◆ THE TASK ◆
Filter the items below down to the lines that contain the string "dresser", and copy each of those lines. Match case exactly.

◆ EXERCISE INPUT ◆

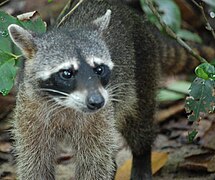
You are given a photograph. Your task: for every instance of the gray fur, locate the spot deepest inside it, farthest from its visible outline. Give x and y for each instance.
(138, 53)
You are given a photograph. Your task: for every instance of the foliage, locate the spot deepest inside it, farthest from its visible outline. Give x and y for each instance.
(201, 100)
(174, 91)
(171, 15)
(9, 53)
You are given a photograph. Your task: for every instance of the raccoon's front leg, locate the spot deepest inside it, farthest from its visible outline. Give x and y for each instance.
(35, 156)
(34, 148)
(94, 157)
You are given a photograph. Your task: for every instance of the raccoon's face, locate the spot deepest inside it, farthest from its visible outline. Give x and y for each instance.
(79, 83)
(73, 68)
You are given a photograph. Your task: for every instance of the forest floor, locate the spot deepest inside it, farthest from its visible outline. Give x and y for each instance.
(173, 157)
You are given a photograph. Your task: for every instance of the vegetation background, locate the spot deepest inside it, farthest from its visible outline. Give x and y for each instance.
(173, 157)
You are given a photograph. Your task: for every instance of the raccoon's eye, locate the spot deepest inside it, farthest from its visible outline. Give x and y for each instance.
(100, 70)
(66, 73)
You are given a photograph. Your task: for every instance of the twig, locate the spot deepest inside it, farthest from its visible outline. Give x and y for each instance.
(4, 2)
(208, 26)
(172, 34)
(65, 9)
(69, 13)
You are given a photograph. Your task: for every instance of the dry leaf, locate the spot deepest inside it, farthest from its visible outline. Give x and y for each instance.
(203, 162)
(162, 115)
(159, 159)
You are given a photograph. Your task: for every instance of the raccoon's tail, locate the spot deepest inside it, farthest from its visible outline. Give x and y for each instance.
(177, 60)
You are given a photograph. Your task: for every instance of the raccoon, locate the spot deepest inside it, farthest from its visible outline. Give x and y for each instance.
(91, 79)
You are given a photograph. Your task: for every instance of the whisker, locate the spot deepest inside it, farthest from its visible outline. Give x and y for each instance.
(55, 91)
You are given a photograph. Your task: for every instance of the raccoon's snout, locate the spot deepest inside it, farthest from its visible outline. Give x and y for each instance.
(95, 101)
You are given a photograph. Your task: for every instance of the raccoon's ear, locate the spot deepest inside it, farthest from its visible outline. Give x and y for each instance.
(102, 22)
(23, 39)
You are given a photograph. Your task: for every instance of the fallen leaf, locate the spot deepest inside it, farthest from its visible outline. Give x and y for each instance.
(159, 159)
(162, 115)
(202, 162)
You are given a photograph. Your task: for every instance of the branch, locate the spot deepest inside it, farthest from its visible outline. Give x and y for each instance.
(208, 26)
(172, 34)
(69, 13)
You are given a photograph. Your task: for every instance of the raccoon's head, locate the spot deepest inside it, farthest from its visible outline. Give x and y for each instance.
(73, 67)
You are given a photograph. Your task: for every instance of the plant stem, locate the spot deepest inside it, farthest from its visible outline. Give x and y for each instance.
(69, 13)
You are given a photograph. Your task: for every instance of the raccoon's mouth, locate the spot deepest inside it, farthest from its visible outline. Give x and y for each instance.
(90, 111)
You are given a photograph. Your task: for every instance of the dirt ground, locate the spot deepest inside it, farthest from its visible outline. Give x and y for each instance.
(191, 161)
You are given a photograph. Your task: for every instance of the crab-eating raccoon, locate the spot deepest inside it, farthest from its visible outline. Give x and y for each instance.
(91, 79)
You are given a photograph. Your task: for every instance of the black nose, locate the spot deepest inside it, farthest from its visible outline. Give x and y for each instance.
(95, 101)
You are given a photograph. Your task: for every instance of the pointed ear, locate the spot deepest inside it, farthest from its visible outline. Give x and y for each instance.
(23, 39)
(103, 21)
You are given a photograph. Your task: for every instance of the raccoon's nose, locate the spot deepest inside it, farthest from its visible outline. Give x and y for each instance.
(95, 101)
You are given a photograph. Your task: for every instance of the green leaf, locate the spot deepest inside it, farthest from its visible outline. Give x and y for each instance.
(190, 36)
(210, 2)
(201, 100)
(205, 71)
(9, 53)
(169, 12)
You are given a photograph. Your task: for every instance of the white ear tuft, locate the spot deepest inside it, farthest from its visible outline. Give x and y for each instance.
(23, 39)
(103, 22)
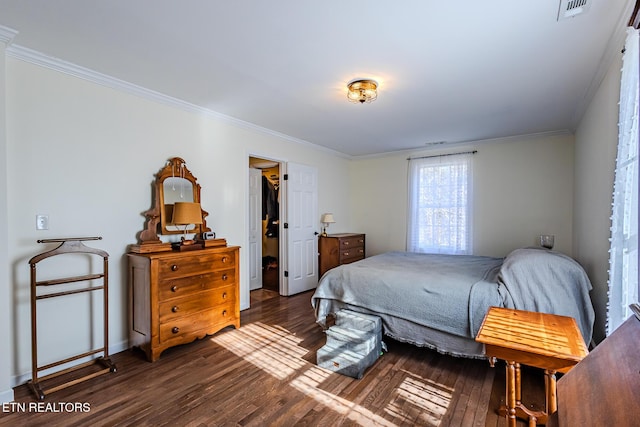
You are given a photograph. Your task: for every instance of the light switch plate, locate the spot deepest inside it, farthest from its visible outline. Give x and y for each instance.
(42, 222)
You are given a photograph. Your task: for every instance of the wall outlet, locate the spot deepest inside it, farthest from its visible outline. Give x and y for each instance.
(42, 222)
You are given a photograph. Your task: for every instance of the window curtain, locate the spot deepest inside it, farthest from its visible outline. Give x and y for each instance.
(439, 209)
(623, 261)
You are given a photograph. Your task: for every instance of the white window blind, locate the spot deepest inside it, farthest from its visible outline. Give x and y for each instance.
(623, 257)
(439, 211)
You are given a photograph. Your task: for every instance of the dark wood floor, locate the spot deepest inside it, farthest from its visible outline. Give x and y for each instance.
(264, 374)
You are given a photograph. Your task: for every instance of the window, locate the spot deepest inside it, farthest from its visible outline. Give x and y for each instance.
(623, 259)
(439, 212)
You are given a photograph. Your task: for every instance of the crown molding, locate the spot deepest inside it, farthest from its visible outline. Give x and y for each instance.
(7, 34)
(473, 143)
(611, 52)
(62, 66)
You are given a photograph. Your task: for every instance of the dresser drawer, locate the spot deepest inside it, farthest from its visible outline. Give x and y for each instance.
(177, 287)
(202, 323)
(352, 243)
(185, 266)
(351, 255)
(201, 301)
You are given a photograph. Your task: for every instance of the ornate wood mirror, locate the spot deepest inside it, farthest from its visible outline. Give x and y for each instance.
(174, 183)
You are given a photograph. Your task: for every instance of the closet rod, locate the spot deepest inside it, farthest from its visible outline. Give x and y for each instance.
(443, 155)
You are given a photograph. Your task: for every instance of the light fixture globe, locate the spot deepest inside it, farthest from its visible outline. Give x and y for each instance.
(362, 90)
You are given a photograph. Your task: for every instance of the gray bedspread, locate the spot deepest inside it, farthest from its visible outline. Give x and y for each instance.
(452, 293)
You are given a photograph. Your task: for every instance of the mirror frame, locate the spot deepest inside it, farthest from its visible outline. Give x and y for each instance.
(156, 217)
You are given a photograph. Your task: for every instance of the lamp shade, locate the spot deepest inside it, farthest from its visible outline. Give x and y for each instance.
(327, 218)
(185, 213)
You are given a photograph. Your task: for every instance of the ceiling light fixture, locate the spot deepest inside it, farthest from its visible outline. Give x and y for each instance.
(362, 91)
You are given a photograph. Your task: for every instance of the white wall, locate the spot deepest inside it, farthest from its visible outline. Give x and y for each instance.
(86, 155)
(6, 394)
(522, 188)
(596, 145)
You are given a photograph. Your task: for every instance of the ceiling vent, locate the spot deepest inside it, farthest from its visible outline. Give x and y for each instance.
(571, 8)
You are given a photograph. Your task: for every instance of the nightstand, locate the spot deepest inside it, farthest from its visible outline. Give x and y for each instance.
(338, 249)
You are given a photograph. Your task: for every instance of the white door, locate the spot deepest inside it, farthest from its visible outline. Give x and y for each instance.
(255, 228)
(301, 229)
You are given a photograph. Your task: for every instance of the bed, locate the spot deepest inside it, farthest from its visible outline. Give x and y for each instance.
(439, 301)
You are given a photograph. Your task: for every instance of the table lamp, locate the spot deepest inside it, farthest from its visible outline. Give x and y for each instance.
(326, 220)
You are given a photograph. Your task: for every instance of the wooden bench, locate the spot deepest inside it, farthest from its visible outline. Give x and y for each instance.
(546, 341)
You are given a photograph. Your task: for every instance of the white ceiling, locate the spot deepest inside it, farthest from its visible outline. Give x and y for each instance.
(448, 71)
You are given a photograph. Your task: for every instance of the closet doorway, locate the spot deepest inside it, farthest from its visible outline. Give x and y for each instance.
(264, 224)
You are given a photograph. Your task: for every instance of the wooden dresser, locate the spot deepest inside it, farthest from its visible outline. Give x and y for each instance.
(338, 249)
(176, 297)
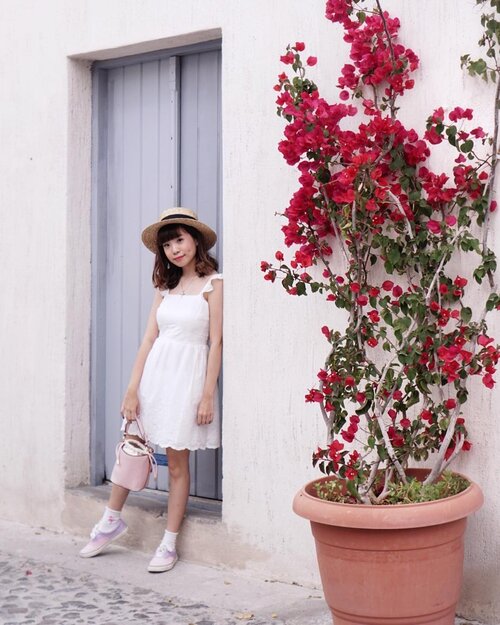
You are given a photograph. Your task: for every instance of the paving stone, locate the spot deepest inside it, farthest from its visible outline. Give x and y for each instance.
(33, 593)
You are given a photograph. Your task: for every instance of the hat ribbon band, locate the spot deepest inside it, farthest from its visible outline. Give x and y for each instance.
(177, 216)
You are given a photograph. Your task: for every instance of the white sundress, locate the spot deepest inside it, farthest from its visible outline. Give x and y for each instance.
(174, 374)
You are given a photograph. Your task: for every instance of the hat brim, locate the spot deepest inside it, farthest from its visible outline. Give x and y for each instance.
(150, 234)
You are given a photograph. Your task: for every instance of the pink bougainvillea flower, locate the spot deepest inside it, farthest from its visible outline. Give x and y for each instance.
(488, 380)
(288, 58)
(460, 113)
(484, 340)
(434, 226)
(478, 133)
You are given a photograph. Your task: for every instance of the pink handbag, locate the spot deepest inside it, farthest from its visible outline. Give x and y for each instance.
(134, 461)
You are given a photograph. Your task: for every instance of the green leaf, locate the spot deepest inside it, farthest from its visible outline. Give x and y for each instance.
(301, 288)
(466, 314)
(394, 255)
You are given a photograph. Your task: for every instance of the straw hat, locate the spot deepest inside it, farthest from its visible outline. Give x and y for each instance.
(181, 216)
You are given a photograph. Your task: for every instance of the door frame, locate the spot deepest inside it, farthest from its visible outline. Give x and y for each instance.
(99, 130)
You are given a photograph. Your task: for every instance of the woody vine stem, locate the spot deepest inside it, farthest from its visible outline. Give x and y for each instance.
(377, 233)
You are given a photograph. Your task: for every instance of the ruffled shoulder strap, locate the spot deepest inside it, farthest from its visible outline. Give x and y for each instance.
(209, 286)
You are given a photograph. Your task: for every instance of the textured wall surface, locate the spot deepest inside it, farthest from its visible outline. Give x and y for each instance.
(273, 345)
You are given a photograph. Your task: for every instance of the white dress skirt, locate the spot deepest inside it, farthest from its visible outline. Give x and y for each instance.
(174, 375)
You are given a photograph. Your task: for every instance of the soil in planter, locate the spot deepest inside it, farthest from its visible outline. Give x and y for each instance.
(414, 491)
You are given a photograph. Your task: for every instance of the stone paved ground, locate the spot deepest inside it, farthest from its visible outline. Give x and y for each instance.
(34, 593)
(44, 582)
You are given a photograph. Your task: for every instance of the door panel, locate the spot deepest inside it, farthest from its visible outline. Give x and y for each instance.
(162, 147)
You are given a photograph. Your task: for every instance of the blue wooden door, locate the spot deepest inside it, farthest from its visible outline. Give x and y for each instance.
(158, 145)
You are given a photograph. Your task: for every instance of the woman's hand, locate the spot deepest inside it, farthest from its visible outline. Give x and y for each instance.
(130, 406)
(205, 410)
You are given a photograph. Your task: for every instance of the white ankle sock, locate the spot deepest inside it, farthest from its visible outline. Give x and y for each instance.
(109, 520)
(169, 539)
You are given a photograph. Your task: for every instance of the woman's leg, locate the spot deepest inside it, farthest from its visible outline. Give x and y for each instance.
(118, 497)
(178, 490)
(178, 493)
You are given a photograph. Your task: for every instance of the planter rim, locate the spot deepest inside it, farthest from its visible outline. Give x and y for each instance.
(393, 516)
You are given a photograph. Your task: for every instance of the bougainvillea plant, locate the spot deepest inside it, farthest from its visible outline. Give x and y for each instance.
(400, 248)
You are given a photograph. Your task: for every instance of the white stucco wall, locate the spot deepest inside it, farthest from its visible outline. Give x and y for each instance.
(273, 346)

--

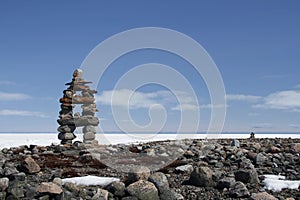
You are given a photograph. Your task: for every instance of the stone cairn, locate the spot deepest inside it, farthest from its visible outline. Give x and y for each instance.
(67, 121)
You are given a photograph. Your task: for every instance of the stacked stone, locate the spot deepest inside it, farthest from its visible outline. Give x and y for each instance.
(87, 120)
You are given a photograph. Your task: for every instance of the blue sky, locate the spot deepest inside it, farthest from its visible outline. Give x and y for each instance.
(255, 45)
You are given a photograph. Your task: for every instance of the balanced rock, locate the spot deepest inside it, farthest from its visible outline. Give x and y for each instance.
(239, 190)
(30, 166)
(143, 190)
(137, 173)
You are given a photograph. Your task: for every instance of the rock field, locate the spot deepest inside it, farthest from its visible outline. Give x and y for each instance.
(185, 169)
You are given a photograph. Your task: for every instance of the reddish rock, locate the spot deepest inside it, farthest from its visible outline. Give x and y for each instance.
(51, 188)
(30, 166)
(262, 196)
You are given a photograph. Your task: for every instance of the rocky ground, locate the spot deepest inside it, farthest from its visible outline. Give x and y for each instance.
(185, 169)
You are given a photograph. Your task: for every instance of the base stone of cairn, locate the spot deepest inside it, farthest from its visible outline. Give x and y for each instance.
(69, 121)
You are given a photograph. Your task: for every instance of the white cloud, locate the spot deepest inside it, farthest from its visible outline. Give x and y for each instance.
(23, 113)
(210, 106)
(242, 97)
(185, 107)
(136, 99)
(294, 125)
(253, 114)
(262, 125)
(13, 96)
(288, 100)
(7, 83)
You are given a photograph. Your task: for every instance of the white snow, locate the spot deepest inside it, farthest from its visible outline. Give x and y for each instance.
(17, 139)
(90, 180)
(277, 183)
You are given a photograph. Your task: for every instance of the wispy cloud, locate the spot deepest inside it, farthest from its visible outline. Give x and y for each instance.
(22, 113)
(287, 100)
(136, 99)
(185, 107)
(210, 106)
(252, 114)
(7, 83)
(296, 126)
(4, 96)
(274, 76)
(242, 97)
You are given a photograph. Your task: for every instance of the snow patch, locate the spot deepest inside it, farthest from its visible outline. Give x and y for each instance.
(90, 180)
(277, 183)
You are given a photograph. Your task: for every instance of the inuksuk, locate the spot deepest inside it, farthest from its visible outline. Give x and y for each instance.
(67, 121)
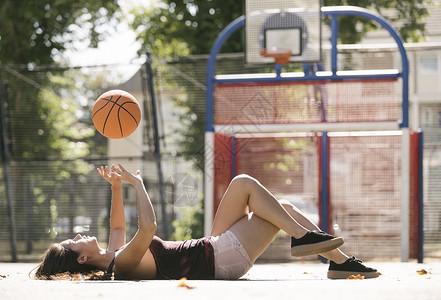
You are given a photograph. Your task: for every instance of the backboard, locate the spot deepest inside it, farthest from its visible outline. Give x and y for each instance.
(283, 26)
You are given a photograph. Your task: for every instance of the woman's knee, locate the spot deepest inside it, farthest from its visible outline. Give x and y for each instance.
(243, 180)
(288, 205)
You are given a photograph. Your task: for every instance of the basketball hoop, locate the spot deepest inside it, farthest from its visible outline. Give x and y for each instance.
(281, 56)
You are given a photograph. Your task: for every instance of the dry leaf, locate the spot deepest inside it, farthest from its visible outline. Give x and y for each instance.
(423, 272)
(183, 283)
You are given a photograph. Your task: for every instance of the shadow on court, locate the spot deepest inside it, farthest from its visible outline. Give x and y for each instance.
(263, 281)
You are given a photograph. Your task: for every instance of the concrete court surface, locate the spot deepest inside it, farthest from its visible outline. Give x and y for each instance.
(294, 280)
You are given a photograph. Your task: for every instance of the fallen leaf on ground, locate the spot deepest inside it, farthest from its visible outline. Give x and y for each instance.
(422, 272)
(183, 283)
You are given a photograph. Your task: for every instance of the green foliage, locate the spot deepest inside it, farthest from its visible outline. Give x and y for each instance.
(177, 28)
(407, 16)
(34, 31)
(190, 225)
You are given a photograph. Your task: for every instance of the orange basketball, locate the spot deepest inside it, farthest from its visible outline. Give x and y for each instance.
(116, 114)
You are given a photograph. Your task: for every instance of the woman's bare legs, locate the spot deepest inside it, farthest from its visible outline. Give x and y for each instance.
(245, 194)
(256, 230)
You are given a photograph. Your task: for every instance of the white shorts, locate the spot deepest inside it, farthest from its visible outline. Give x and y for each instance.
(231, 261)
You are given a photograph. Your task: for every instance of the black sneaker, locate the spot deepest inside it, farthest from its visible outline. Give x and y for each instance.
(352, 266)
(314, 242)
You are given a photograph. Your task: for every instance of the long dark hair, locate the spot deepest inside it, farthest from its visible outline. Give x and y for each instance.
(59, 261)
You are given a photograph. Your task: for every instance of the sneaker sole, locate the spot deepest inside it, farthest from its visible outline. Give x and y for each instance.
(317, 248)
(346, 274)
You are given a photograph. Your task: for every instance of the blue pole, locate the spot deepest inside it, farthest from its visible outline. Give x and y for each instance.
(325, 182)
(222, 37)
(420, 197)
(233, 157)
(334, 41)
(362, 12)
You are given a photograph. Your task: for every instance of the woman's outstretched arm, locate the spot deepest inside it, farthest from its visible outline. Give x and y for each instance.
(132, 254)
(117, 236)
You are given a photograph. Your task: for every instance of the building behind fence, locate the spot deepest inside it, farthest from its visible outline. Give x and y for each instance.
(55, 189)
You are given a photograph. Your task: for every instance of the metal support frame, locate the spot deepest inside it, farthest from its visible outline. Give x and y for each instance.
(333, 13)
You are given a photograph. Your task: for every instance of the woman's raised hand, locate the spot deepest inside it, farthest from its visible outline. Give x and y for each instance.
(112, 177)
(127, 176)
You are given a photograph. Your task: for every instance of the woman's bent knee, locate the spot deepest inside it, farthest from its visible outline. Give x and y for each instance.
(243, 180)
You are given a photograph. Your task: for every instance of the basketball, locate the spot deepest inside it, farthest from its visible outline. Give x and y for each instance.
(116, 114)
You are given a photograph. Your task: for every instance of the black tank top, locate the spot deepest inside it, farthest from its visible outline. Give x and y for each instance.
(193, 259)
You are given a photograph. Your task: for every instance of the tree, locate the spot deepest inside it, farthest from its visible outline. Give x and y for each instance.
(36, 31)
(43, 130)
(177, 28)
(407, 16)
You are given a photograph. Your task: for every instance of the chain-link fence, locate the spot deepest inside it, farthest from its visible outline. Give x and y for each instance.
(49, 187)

...

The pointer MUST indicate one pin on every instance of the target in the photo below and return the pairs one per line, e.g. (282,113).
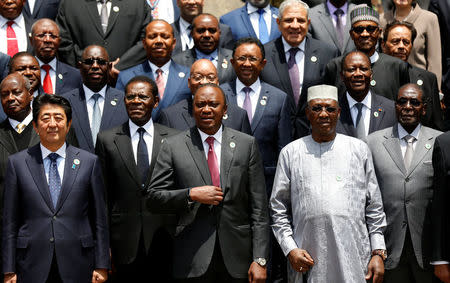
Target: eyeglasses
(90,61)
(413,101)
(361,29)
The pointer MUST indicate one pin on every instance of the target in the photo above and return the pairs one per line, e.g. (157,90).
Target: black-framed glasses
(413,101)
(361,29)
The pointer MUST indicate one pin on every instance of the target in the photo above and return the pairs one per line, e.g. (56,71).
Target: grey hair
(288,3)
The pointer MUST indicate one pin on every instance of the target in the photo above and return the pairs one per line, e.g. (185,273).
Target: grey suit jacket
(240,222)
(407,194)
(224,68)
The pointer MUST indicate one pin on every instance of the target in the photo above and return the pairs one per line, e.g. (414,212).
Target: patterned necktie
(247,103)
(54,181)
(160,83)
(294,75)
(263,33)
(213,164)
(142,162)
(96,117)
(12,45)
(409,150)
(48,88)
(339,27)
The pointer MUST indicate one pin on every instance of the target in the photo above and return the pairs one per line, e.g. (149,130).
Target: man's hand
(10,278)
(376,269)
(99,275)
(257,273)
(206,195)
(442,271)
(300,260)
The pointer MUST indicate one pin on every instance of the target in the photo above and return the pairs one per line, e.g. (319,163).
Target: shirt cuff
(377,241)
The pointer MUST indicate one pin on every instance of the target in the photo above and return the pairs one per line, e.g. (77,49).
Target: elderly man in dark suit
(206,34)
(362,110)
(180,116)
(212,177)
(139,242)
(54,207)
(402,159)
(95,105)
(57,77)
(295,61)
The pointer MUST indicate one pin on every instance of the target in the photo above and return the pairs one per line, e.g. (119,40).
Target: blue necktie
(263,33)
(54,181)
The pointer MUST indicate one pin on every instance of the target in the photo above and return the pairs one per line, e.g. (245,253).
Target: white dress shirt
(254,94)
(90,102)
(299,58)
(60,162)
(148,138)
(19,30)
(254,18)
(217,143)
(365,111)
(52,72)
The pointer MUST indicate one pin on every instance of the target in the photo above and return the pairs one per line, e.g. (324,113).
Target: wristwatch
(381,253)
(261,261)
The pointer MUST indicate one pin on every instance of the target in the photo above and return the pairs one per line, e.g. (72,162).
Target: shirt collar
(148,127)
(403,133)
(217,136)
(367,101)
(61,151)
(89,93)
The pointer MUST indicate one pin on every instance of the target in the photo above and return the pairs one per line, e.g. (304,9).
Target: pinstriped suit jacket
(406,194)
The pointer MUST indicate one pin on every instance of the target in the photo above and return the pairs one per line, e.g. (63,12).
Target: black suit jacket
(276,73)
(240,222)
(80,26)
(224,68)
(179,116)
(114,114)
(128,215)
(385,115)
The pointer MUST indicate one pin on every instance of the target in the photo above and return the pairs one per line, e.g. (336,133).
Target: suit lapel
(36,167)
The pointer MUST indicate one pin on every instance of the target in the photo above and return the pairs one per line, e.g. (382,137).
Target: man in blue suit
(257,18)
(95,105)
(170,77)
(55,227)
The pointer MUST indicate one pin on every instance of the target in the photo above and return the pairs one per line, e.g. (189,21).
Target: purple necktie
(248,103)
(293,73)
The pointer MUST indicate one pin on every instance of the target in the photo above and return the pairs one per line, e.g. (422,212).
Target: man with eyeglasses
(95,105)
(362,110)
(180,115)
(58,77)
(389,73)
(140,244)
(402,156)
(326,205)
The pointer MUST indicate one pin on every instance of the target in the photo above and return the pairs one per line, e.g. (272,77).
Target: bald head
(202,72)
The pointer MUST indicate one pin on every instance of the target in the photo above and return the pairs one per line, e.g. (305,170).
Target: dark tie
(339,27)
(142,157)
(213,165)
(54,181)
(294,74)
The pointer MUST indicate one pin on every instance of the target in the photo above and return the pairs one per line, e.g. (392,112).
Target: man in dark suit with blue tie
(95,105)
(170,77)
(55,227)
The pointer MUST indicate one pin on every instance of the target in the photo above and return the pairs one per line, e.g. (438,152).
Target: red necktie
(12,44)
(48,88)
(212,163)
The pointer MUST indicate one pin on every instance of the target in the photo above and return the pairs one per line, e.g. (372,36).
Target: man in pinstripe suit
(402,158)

◆ IN RESPONSE ◆
You are given a photograph. Your task: for every instance of the dresser drawer, locate the spot deepest inside it, farthest from its visible outline. Give x and y for each instance.
You are given a photograph. Your task: for every instance of the wooden dresser, locate the spot deepest inside it, farthest from its visible outline. Give x and y for each instance.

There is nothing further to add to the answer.